**EXCERPTED PASSAGE:**

I noticed some bugs in my pevious posting, and Rasmus Debitsch kindly sent
me some useful examples that brought up another one. Apologies for these.
Here is a corrected and improved versions of  RowEchelon (RowEchelon2 seems
too slow for larger matrices)

Also, in the original posting DixonGE used the options

    GESimplify->Together,
    GEZeroTest->(Simplify[#===0]&)

Here Simplify can do nothing since each instance of #===0 will evaluate to
True or false before Simplify acts.

We are really working with

    GESimplify->Together,
    GEZeroTest->(#===0]&)

If are not concerned with big final entries then we can use

    GESimplify->Identity
    GEZeroTest->Together[#]===0&)

**WHAT YOU NEED TO DO:**
1 > In the post, why can Simplify do nothing in the option GEZeroTest->(Simplify[#===0]&)?
2 > Please quote the part of the post that opens with the words containing "I noticed some" and closes with "GEZeroTest->(Simplify[#===0]&)".
Answer from the post alone.

**DATA PROVIDED:**
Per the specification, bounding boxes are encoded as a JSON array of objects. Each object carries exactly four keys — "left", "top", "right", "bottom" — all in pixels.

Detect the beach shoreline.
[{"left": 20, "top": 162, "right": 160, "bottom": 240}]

**PROBLEM SOLUTIONS:**
1 > Each instance of #===0 evaluates to True or false before Simplify acts.

2 >
I noticed some bugs in my pevious posting, and Rasmus Debitsch kindly sent
me some useful examples that brought up another one. Apologies for these.
Here is a corrected and improved versions of  RowEchelon (RowEchelon2 seems
too slow for larger matrices)

Also, in the original posting DixonGE used the options

    GESimplify->Together,
    GEZeroTest->(Simplify[#===0]&)